> _Requirement_: All of the data below should be written out again exactly.

BEGIN Material provided

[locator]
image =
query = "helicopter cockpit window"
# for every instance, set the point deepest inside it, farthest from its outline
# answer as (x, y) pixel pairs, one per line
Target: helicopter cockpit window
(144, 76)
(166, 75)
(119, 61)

END Material provided

> _Task answer_:
[locator]
image =
query = "helicopter cockpit window"
# for every instance, set the point deepest inside it, farthest from its outline
# answer as (x, y) pixel pairs, one per line
Target: helicopter cockpit window
(144, 76)
(166, 75)
(119, 61)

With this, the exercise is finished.